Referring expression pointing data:
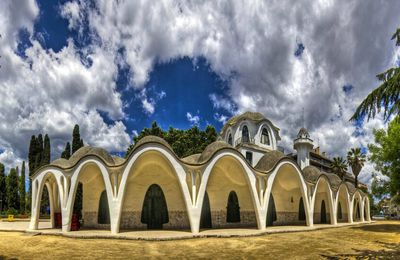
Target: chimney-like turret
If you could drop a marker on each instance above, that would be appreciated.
(303, 145)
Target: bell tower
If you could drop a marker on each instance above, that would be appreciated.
(303, 145)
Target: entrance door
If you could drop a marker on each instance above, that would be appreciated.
(154, 210)
(233, 209)
(323, 212)
(104, 212)
(205, 219)
(302, 212)
(271, 212)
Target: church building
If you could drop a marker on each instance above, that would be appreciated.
(242, 180)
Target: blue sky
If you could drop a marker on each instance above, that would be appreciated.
(114, 67)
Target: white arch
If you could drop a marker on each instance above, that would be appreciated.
(178, 169)
(67, 210)
(324, 180)
(38, 182)
(367, 207)
(251, 182)
(360, 205)
(303, 188)
(347, 194)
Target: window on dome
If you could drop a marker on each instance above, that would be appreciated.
(230, 141)
(245, 134)
(265, 137)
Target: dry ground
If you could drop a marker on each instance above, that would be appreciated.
(380, 239)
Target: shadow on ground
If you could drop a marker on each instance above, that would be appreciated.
(387, 228)
(391, 251)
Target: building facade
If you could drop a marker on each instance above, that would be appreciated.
(240, 180)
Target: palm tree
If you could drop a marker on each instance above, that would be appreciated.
(339, 166)
(387, 95)
(356, 160)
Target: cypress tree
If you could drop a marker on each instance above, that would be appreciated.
(46, 151)
(3, 189)
(22, 203)
(76, 139)
(12, 190)
(66, 154)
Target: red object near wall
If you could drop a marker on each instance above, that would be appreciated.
(75, 222)
(57, 220)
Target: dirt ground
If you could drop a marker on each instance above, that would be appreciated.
(377, 240)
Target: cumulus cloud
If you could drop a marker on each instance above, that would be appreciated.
(193, 119)
(49, 91)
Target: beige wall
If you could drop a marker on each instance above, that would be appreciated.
(226, 176)
(153, 168)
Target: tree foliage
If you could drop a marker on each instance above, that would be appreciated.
(22, 203)
(385, 154)
(386, 96)
(3, 188)
(77, 142)
(339, 166)
(183, 142)
(12, 190)
(356, 160)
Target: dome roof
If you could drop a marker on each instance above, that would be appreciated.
(303, 133)
(268, 161)
(211, 149)
(252, 116)
(311, 173)
(152, 139)
(87, 150)
(192, 159)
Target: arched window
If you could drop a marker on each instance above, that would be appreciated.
(265, 137)
(233, 209)
(154, 210)
(302, 212)
(230, 141)
(323, 213)
(245, 134)
(103, 216)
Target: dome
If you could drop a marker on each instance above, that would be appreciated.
(252, 116)
(87, 150)
(192, 159)
(303, 133)
(152, 139)
(311, 173)
(268, 161)
(211, 149)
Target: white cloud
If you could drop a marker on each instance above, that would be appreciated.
(193, 119)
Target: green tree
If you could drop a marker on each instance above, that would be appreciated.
(46, 151)
(183, 142)
(385, 154)
(387, 95)
(339, 166)
(12, 190)
(66, 154)
(77, 142)
(356, 160)
(3, 188)
(22, 203)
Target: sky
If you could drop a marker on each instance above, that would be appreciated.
(114, 67)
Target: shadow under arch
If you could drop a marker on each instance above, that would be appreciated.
(287, 186)
(95, 178)
(322, 198)
(357, 207)
(153, 165)
(235, 175)
(343, 201)
(51, 179)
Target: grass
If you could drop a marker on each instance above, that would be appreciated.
(380, 239)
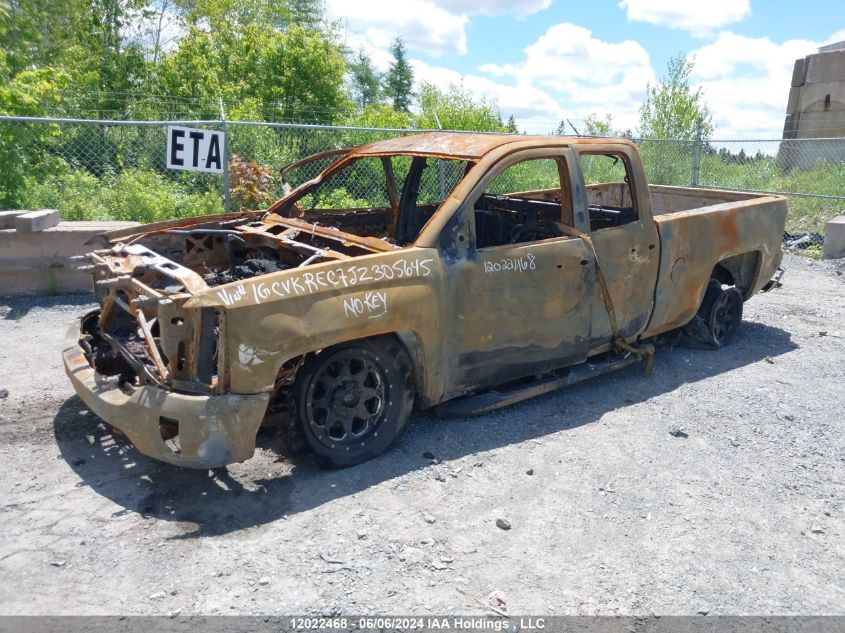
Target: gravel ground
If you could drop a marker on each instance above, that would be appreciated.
(715, 485)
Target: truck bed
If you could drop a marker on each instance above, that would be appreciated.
(739, 231)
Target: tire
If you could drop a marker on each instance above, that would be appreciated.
(352, 401)
(721, 312)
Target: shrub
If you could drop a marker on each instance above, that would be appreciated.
(135, 194)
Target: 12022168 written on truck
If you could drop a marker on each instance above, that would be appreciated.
(458, 271)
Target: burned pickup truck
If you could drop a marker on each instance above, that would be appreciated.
(458, 271)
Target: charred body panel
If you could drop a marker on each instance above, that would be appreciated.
(207, 324)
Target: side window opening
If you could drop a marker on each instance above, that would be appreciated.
(524, 203)
(390, 197)
(429, 182)
(611, 200)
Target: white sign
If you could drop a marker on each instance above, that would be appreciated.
(195, 150)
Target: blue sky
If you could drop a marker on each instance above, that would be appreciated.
(543, 60)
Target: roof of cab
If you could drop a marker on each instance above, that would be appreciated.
(464, 145)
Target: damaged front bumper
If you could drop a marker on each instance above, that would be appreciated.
(196, 431)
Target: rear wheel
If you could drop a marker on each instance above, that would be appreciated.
(721, 312)
(352, 401)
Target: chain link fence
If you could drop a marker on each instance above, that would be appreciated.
(117, 169)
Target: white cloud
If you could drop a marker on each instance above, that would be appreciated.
(421, 23)
(746, 82)
(529, 105)
(588, 74)
(436, 27)
(520, 8)
(697, 17)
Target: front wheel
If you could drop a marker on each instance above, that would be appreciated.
(353, 400)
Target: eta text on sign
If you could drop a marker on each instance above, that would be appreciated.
(195, 150)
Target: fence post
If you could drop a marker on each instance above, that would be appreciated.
(696, 156)
(227, 199)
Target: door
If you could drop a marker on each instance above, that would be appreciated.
(625, 238)
(521, 290)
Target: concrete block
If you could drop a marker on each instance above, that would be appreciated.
(7, 218)
(834, 238)
(825, 68)
(36, 221)
(34, 263)
(799, 72)
(794, 100)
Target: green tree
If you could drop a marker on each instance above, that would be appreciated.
(399, 81)
(457, 109)
(595, 125)
(295, 73)
(365, 80)
(672, 109)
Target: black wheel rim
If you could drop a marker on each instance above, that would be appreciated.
(345, 400)
(726, 315)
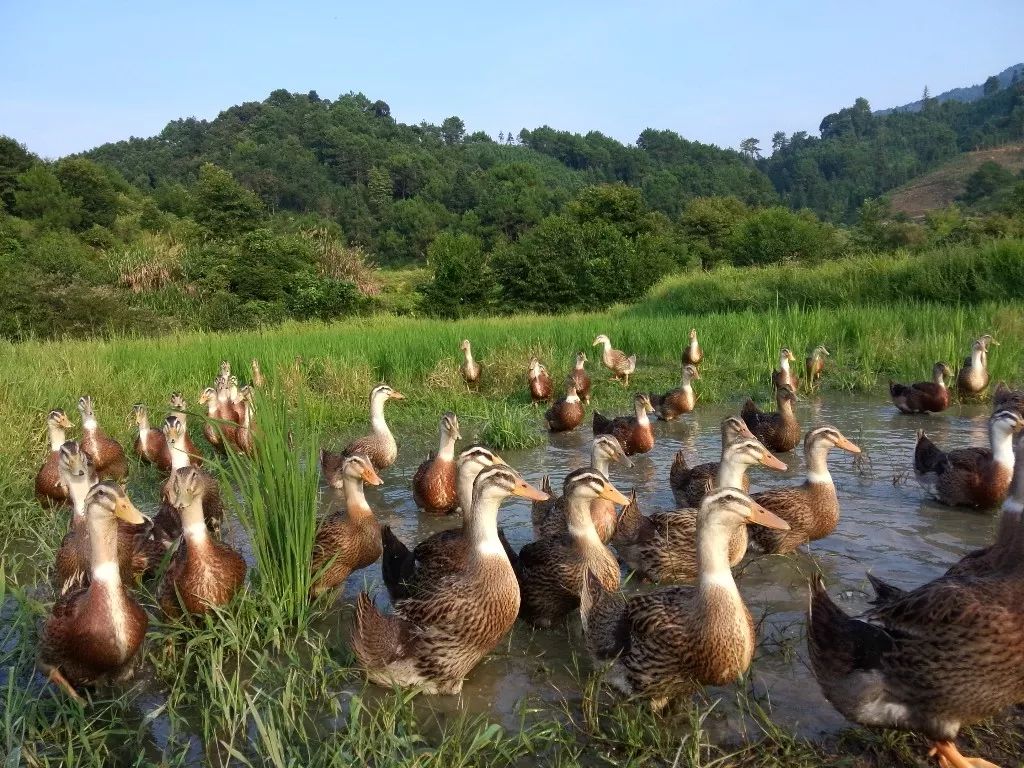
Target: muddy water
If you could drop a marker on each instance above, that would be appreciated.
(887, 526)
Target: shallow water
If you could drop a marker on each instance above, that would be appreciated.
(887, 526)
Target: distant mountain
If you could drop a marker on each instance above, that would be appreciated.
(967, 94)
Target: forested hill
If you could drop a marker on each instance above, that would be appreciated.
(393, 186)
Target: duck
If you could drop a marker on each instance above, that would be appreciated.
(812, 508)
(814, 366)
(690, 483)
(566, 413)
(663, 644)
(379, 445)
(681, 399)
(540, 382)
(150, 445)
(203, 572)
(549, 517)
(446, 551)
(633, 432)
(581, 379)
(49, 492)
(932, 659)
(94, 632)
(615, 360)
(973, 377)
(553, 570)
(662, 547)
(970, 477)
(107, 454)
(134, 539)
(469, 369)
(783, 376)
(692, 353)
(923, 396)
(167, 523)
(434, 482)
(779, 430)
(433, 640)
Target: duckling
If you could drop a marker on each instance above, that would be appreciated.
(811, 509)
(549, 517)
(664, 644)
(433, 640)
(690, 483)
(970, 477)
(107, 454)
(94, 632)
(434, 482)
(973, 377)
(379, 445)
(469, 369)
(552, 571)
(167, 523)
(203, 572)
(924, 396)
(150, 444)
(581, 379)
(663, 547)
(779, 430)
(814, 366)
(692, 353)
(566, 413)
(444, 552)
(540, 382)
(681, 399)
(634, 432)
(616, 361)
(783, 376)
(49, 492)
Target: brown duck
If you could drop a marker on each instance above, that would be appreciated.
(434, 488)
(662, 547)
(203, 572)
(681, 399)
(445, 552)
(540, 382)
(783, 375)
(973, 377)
(379, 445)
(924, 396)
(810, 509)
(664, 644)
(351, 540)
(633, 432)
(549, 517)
(581, 379)
(778, 430)
(553, 571)
(94, 632)
(433, 640)
(566, 413)
(690, 483)
(970, 477)
(49, 492)
(107, 454)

## Problem details:
Your answer must be the entries written out word for word, without their pictures.

## Completed exercise:
Target: chimney-like turret
If you could drop a marker on each instance above, that would be appreciated.
(303, 145)
Target: bell tower
If you could drop a marker on each instance above, that would be appreciated.
(303, 145)
Target: entrance door
If you could drop a marker on each instance above, that would be appreciated.
(154, 210)
(233, 209)
(323, 212)
(104, 212)
(205, 219)
(302, 212)
(271, 212)
Target: church building
If you could drop a marker on each instance above, that would be appreciated.
(242, 180)
Target: blue sky
If you could drop a marker on each instance above, that would be appreciated.
(114, 67)
Target: white arch
If you could drop a marker on each instance above, that would be appreciated.
(178, 169)
(67, 210)
(324, 180)
(38, 182)
(367, 207)
(251, 182)
(360, 205)
(303, 188)
(347, 194)
Target: window on dome
If you could drop a marker on each instance above, that would be appreciated.
(230, 141)
(245, 134)
(265, 137)
Target: dry ground
If you could drop a marker on each instance above, that would be appreciated.
(380, 239)
Target: shadow on ground
If you could drop a marker on each instance above, that would be appreciated.
(387, 228)
(391, 251)
Target: building facade
If you could drop a marker on each instance above, that would be appreciated.
(240, 180)
Target: palm tree
If you could drop a marker on each instance above, that would be appreciated.
(339, 166)
(387, 95)
(356, 160)
Target: cypress tree
If you could drop a marker on each instance above, that would be appreciated.
(46, 151)
(3, 189)
(22, 203)
(76, 139)
(12, 190)
(66, 154)
Target: red object near wall
If you could drop a marker on each instance above, that would be appreciated.
(75, 222)
(57, 220)
Target: dirt ground
If you could drop a marker on each instance above, that would be appreciated.
(377, 240)
Target: cumulus cloud
If you could drop a marker on each instance above, that would be appreciated.
(193, 119)
(49, 91)
Target: beige wall
If you could drop a marker on each instance above, that would be appreciated.
(226, 176)
(153, 168)
Target: tree foliage
If you could drop a marker on each instance above, that would be appreciated.
(22, 203)
(385, 154)
(386, 96)
(3, 188)
(77, 142)
(339, 166)
(183, 142)
(12, 190)
(356, 160)
Target: dome roof
If you could drop a marker on each instance above, that would be appreciated.
(303, 133)
(268, 161)
(211, 149)
(252, 116)
(311, 173)
(152, 139)
(87, 150)
(192, 159)
Target: arched window
If you could drop a marker on each instance above, that would be appreciated.
(265, 137)
(233, 209)
(154, 210)
(302, 212)
(230, 141)
(323, 213)
(245, 134)
(103, 216)
Target: dome
If you could drop a marker on each instance above, that would be appreciated.
(252, 116)
(87, 150)
(192, 159)
(303, 133)
(152, 139)
(311, 173)
(268, 161)
(211, 149)
Target: white cloud
If you could drop a marker on each instance above, that would be appreciated.
(193, 119)
Target: green tree
If you could drop a marker on each instance above, that would be appreciated.
(46, 151)
(183, 142)
(385, 154)
(387, 95)
(339, 166)
(12, 190)
(66, 154)
(77, 142)
(356, 160)
(3, 188)
(22, 203)
Target: sky
If you could drop a marker on each instance above, that would be appreciated.
(114, 67)
Target: shadow under arch
If you could drop a marker on each instance above, that would be appreciated.
(287, 186)
(95, 178)
(322, 198)
(357, 207)
(153, 165)
(235, 175)
(343, 201)
(51, 179)
Target: grass
If you could drop a marker on each instance above, that would be appreciated.
(380, 239)
Target: gravel ground
If you could drop a marker on each instance above, that would be appreciated.
(715, 485)
Target: truck bed
If you could drop a marker on each instance above, that would be appreciated.
(739, 231)
Target: tire
If you could drop a marker on each instance above, that would be appreciated.
(352, 401)
(721, 312)
Target: shrub
If you could drop a marker on each instance above, that would be appreciated.
(135, 194)
Target: 12022168 written on truck
If you could drop a marker on each instance above, that would be appreciated.
(458, 271)
Target: burned pickup truck
If you could drop a marker on each instance above, that would be appreciated.
(458, 271)
Target: charred body panel
If you could drop a marker on each instance above, that would be appreciated.
(207, 324)
Target: side window opening
If you could drop a marker on each instance above, that would be appreciated.
(524, 203)
(390, 197)
(429, 182)
(611, 200)
Target: white sign
If you could drop a marker on each instance above, that would be appreciated.
(195, 150)
Target: blue sky
If you could drop a marker on each instance above, that would be appreciated.
(543, 60)
Target: roof of cab
If you could drop a marker on each instance above, that would be appreciated.
(464, 145)
Target: damaged front bumper
If you could drop a marker on each instance above, that would be appreciated.
(196, 431)
Target: rear wheel
If you could drop a marker on each instance above, that would be appreciated.
(721, 312)
(352, 401)
Target: chain link fence
If you could drop a marker on each instance above, that would be appreciated.
(117, 169)
Target: white cloud
If you could drop a marker on each instance above, that would be appreciated.
(421, 23)
(746, 82)
(529, 105)
(588, 74)
(436, 27)
(520, 8)
(697, 17)
Target: front wheel
If you could drop a marker on each instance above, that would be appreciated.
(353, 400)
Target: eta text on sign
If you could drop a marker on each instance above, that would be appreciated.
(195, 150)
Target: fence post
If you could drop a marker on each instance above, that would be appreciated.
(696, 156)
(227, 199)
Target: door
If you could drop a marker on each instance above, that would be appreciated.
(625, 238)
(521, 290)
Target: concrete block
If you could drop a marker on each instance above, that would be appreciated.
(7, 218)
(834, 238)
(825, 68)
(36, 221)
(34, 263)
(799, 72)
(794, 100)
Target: green tree
If you could drop a marker on each instance above, that would be appreciated.
(399, 81)
(457, 109)
(595, 125)
(295, 73)
(365, 80)
(672, 109)
Target: black wheel rim
If you could drop a marker on each instance above, that would be appreciated.
(345, 400)
(726, 315)
Target: muddy water
If you could drop a marker on each instance above, that would be appreciated.
(887, 526)
Target: shallow water
If you could drop a marker on each instance above, that would be appreciated.
(887, 526)
Target: distant mountain
If you could drop a marker on each instance above, that would be appreciated.
(967, 94)
Target: forested hill
If you could drop a marker on each instance above, that would be appreciated.
(393, 186)
Target: duck
If you could drop a marker on each instance above, that would be appreciated.
(812, 508)
(814, 366)
(690, 483)
(566, 413)
(663, 644)
(379, 445)
(681, 399)
(540, 382)
(150, 445)
(203, 572)
(549, 517)
(446, 551)
(633, 432)
(581, 379)
(49, 492)
(932, 659)
(94, 632)
(615, 360)
(973, 377)
(553, 570)
(662, 547)
(970, 477)
(107, 454)
(134, 539)
(469, 369)
(783, 376)
(692, 353)
(923, 396)
(167, 523)
(434, 482)
(779, 430)
(433, 640)
Target: duckling
If you could drop a marker on each instance above, that would be appreciated.
(811, 509)
(549, 517)
(664, 644)
(433, 640)
(690, 483)
(970, 477)
(107, 454)
(94, 632)
(434, 482)
(973, 377)
(379, 445)
(469, 369)
(552, 571)
(167, 523)
(203, 572)
(924, 396)
(150, 444)
(581, 379)
(663, 547)
(779, 430)
(814, 366)
(692, 353)
(566, 413)
(444, 552)
(540, 382)
(681, 399)
(634, 432)
(616, 361)
(783, 376)
(49, 492)
Target: brown duck
If you could drop a marker on each instance above, that would be appreciated.
(434, 488)
(662, 547)
(203, 572)
(681, 399)
(445, 552)
(540, 382)
(783, 375)
(973, 377)
(379, 445)
(924, 396)
(810, 509)
(664, 644)
(351, 540)
(633, 432)
(549, 517)
(581, 379)
(778, 430)
(553, 571)
(94, 632)
(433, 640)
(566, 413)
(690, 483)
(970, 477)
(49, 492)
(107, 454)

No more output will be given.